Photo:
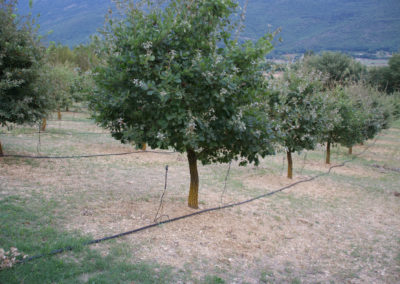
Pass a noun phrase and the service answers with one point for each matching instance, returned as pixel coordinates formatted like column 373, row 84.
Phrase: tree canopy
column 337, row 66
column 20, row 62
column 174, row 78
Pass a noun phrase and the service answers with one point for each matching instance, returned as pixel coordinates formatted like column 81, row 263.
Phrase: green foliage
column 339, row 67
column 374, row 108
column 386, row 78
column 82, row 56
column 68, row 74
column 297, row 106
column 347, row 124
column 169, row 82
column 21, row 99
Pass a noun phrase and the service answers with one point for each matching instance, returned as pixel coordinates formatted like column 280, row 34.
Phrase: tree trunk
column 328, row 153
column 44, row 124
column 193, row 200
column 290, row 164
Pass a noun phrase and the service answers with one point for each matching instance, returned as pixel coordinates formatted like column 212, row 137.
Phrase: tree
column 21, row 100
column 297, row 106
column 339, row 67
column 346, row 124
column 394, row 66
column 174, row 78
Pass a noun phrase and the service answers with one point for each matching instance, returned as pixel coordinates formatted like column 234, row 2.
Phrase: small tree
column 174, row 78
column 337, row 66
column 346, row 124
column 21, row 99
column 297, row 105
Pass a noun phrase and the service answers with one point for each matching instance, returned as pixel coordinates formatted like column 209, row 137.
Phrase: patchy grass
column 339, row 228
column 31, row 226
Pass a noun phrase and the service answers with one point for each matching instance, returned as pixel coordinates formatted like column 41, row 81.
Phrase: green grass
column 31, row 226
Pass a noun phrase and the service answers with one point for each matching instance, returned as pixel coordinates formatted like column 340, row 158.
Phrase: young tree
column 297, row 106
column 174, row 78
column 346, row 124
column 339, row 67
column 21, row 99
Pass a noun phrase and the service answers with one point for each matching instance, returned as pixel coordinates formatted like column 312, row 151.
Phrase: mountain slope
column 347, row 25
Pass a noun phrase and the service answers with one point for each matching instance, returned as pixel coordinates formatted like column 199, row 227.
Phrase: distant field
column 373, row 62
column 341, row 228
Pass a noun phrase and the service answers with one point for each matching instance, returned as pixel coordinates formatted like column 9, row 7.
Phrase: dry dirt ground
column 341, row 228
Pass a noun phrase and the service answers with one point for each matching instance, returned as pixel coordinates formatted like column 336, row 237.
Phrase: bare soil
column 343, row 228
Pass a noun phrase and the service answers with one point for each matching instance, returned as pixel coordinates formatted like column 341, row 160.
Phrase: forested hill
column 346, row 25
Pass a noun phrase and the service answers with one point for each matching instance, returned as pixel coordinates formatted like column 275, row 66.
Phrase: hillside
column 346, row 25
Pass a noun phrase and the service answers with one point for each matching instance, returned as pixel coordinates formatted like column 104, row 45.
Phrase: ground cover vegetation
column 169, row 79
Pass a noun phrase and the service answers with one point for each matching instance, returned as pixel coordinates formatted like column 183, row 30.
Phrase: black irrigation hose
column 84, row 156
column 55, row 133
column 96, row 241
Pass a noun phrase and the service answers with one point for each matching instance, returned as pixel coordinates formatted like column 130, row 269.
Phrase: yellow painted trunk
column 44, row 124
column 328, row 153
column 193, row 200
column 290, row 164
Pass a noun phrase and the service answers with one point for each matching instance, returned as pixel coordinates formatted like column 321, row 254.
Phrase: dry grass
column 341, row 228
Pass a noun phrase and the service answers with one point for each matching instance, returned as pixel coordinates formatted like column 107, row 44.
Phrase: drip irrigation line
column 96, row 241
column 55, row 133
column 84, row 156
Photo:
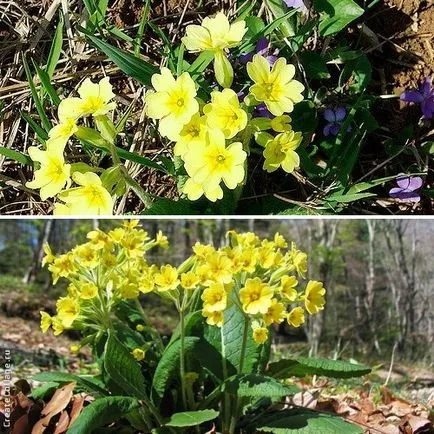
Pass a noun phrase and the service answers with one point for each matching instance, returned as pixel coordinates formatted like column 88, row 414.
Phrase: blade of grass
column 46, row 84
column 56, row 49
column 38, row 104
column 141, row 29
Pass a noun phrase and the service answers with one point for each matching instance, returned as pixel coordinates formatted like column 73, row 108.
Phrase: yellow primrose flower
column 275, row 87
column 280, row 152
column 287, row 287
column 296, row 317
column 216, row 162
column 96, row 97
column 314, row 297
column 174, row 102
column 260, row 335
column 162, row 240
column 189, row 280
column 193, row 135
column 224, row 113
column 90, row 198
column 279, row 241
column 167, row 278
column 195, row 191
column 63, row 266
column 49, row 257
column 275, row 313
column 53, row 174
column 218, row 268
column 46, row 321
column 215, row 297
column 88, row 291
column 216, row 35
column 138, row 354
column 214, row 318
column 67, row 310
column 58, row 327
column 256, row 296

_YOUR ASSIGNMENT_
Only the text of the records belongs in your answer, repeated exactly; the pictures stay out.

_WRITTEN RESPONSE_
Photo:
Pass a noun phrase and the service answers with one point for each matching instance, returned as pixel coordinates formatted like column 373, row 84.
Phrase: tree canopy
column 337, row 66
column 20, row 62
column 174, row 78
Pass a noun phrase and the service answers with one point for each matching instance, returned as pixel coordinates formatted like column 81, row 263.
Phrase: green foliage
column 339, row 67
column 374, row 108
column 386, row 78
column 82, row 56
column 68, row 74
column 297, row 106
column 347, row 124
column 169, row 82
column 21, row 99
Pass a noun phrase and the service answers with one point for each matching instance, returned as pixel coordinates formatted like column 280, row 34.
Phrase: tree trunk
column 328, row 153
column 44, row 124
column 193, row 200
column 290, row 164
Pass a noun phrase and the service answers with one point for each matching instance, returned as pixel coordinates formatted like column 212, row 137.
Phrase: tree
column 21, row 100
column 297, row 106
column 339, row 67
column 346, row 124
column 394, row 66
column 174, row 78
Pass a noun phrase and the service answers with one point for each matching instance, returned as pixel coordinates formatted like column 234, row 2.
Phrase: small tree
column 174, row 78
column 337, row 66
column 346, row 124
column 21, row 99
column 297, row 105
Pass a noun phrase and the service answers with one point for each matching instance, returned as pixel coordinates formatted like column 209, row 137.
Phrase: patchy grass
column 339, row 228
column 31, row 226
Pass a noun phrase and the service answers with one point for each matching instance, returned as pixel coordinates formatted like column 41, row 81.
Phrase: green grass
column 31, row 226
Pass a noun phrase and the service answers with one point for each matching instance, returned as pixel coordinates formatted like column 340, row 158.
Phrase: young tree
column 297, row 106
column 174, row 78
column 346, row 124
column 339, row 67
column 21, row 99
Pass a noun phrase and the service answers with one point for each matching instance, returned as pixel coordinates formatted like column 312, row 151.
Phrase: mountain slope
column 347, row 25
Pass a noun phrase and the service answers with one point for each matching instance, returned as pixel coordinates formatted like column 199, row 227.
Phrase: distant field
column 373, row 62
column 341, row 228
Pass a noun phrase and the service answers with one point for each matching instance, returned as pixel coordinates formatted like column 9, row 7.
Phrase: dry dirt ground
column 341, row 228
Pass a noun phrase and the service answers with one point for each matching instance, returned as pixel coordinates formatted like column 336, row 237.
Phrase: bare soil
column 343, row 228
Pass a noun phrase and the service answers with one point for each matching instance, returned as pixel coordinates formatted like column 341, row 160.
Phrase: forested hill
column 346, row 25
Pass a noun phrase and the service answers with one point for each matching instance, returned as pixel coordinates formatted like column 275, row 66.
Phrase: hillside
column 346, row 25
Pass a noun phrase and the service answers with one point for each matching instance, returned as pixel coordinates formatted like column 104, row 45.
Phrase: ground cover vegetation
column 169, row 79
Pass a noun phrase and the service answers with one point for each matching instance, returned as pixel coordinates formatted like column 183, row 30.
Phrase: black irrigation hose
column 84, row 156
column 55, row 133
column 96, row 241
Pass a noun phrase and the service answers with one point for each matching instance, returned as pixel coordinates formatted like column 130, row 269.
Phrase: yellow painted trunk
column 44, row 124
column 328, row 153
column 193, row 200
column 290, row 164
Pass a noun phrase and the service answers with one point for each matching instance, returned as pixel coordinates formatted like column 321, row 254.
Phrase: dry grass
column 341, row 228
Pass a noun phrase and the service answers with one point for each matching instance, returned as pixel coordinates formatted like column 107, row 44.
Phrase: drip irrigation line
column 96, row 241
column 55, row 133
column 84, row 156
Photo:
Pass a noun phrase and the service answers with one point for each matching instance, returned as pixel coordinates formatted like column 88, row 414.
Phrase: blade of grass
column 46, row 84
column 56, row 49
column 38, row 104
column 141, row 29
Pass a noun phrase and the service answers with one point for each matching instance, returned as pixel coordinates formatted like column 73, row 108.
Phrase: yellow primrose flower
column 275, row 87
column 280, row 152
column 287, row 287
column 296, row 317
column 216, row 162
column 96, row 97
column 314, row 297
column 174, row 102
column 260, row 335
column 162, row 240
column 189, row 280
column 193, row 135
column 224, row 113
column 90, row 198
column 279, row 241
column 167, row 278
column 195, row 191
column 63, row 266
column 49, row 257
column 275, row 313
column 53, row 174
column 218, row 268
column 46, row 321
column 215, row 297
column 88, row 291
column 216, row 35
column 138, row 354
column 214, row 318
column 67, row 310
column 58, row 327
column 256, row 296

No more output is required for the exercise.